─── Texte source

Il faut bien voir une chose très particulière : d’un côté, Aristote dit que la substance la plus authentique n’a pas de matière, de l’autre que l’accomplissement ne se déroule que dans la matière.

Dans le livre XII, Lambda (Λ), il dit de manière formelle que :

« Aussi, Platon ne se trompe-t-il pas quand il dit qu’il y a [pure hypothèse, qu’Aristote réfute] autant d’Idées qu’il y a de choses dans la nature, si, toutefois, il y a des Idées différentes pour des choses telles que le feu, la chair, la tête, etc.

Tout est matière dans le monde ; et la matière dernière est la matière de la substance par excellence. Mais si la production et la destruction ont lieu quelque part, c’est dans les choses de la nature. »

En effet, le moteur premier, sorte de super substance, ne connaît pas la destruction, ni réellement la production car il est en acte éternel, permanent, ininterrompu, etc.

Mais faut-il alors pencher plutôt du côté de la nature et voir en le moteur premier un principe absolu (tel Averroès, voire confondre l’univers et le moteur, comme le fit Spinoza), ou bien voir en la nature une existence somme toute secondaire par rapport au moteur premier (comme le fait, avec des influences idéalistes, Avicenne, ou dans une version totalement réactionnaire Thomas d’Aquin) ?

──────
─── Données fournies

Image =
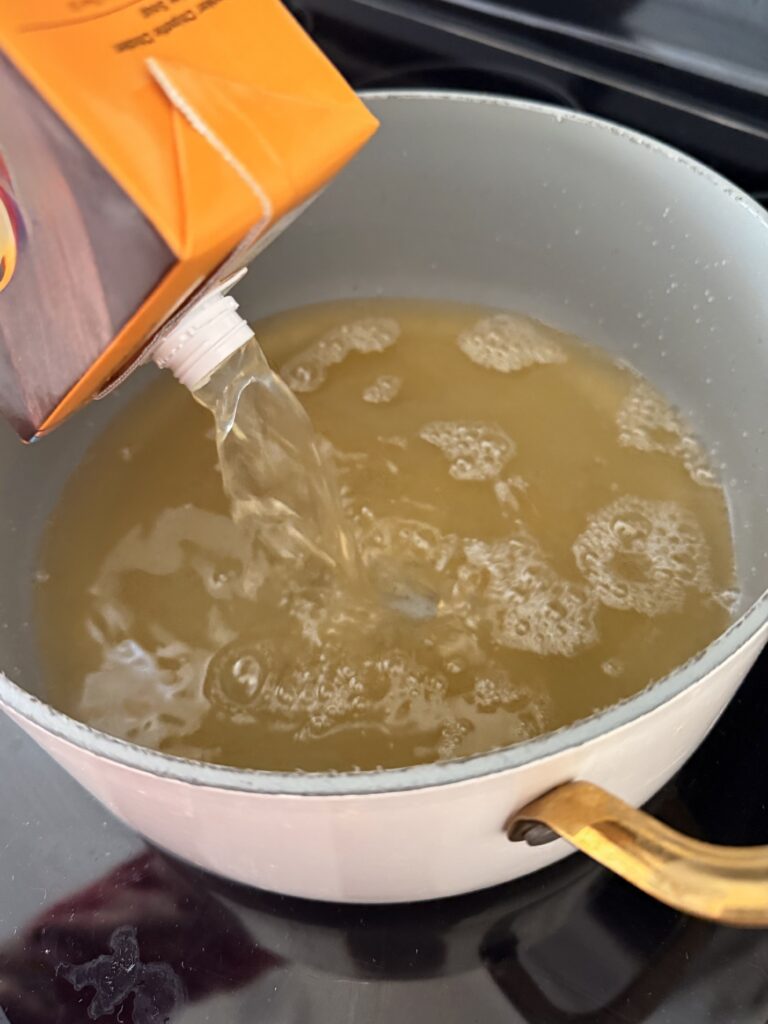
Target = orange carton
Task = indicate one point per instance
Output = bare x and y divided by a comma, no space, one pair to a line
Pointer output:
147,150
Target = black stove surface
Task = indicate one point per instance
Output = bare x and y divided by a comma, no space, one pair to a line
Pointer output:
96,926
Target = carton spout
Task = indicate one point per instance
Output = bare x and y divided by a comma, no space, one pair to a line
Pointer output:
208,333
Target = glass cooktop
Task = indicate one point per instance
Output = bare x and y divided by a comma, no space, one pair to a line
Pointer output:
94,926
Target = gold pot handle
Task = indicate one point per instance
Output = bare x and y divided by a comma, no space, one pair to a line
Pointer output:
719,883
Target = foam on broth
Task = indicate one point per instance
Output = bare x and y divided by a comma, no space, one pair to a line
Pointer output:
540,535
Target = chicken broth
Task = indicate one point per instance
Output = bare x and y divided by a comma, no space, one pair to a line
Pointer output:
527,531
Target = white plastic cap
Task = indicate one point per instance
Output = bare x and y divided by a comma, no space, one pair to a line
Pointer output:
204,337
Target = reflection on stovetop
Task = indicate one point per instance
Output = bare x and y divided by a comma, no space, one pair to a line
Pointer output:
694,78
93,925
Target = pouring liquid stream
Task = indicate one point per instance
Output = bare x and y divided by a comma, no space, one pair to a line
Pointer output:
437,529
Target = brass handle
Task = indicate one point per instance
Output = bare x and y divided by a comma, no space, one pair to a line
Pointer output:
719,883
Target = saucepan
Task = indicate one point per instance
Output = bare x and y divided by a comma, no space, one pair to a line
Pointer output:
594,229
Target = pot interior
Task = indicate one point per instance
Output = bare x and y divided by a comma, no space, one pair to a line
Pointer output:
591,228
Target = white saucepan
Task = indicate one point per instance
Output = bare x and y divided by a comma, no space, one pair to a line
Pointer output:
594,229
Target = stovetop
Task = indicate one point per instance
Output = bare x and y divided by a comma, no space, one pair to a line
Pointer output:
94,925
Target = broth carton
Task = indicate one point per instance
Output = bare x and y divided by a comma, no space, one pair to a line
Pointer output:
147,151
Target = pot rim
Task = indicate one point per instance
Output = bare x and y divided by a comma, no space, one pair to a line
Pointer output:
393,780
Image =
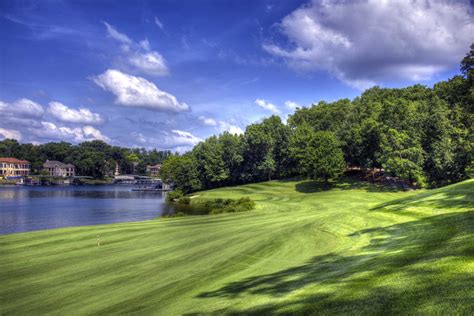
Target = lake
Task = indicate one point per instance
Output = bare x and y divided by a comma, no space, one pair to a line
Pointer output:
34,208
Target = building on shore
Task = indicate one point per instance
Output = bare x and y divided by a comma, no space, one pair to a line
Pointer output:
12,167
153,171
59,169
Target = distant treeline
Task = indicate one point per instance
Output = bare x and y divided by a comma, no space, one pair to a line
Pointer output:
420,135
94,158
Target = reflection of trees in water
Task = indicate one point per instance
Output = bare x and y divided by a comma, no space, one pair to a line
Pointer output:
61,192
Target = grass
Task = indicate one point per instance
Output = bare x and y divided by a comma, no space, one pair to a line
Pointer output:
356,249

──────

:: Consignes de travail ::
1 > Extrayez du texte sur la substance chez Aristote le passage qui commence aux mots « Il faut bien » et se termine après « permanent, ininterrompu, etc. », en le reproduisant sans aucune modification.
2 > Rassemblez, sans les modifier, toutes les lignes des enregistrements où figure le mot « saucepan ».

:: Exercice corrigé ::
1 >
Il faut bien voir une chose très particulière : d’un côté, Aristote dit que la substance la plus authentique n’a pas de matière, de l’autre que l’accomplissement ne se déroule que dans la matière.

Dans le livre XII, Lambda (Λ), il dit de manière formelle que :

« Aussi, Platon ne se trompe-t-il pas quand il dit qu’il y a [pure hypothèse, qu’Aristote réfute] autant d’Idées qu’il y a de choses dans la nature, si, toutefois, il y a des Idées différentes pour des choses telles que le feu, la chair, la tête, etc.

Tout est matière dans le monde ; et la matière dernière est la matière de la substance par excellence. Mais si la production et la destruction ont lieu quelque part, c’est dans les choses de la nature. »

En effet, le moteur premier, sorte de super substance, ne connaît pas la destruction, ni réellement la production car il est en acte éternel, permanent, ininterrompu, etc.

2 >
Target = saucepan
Target = white saucepan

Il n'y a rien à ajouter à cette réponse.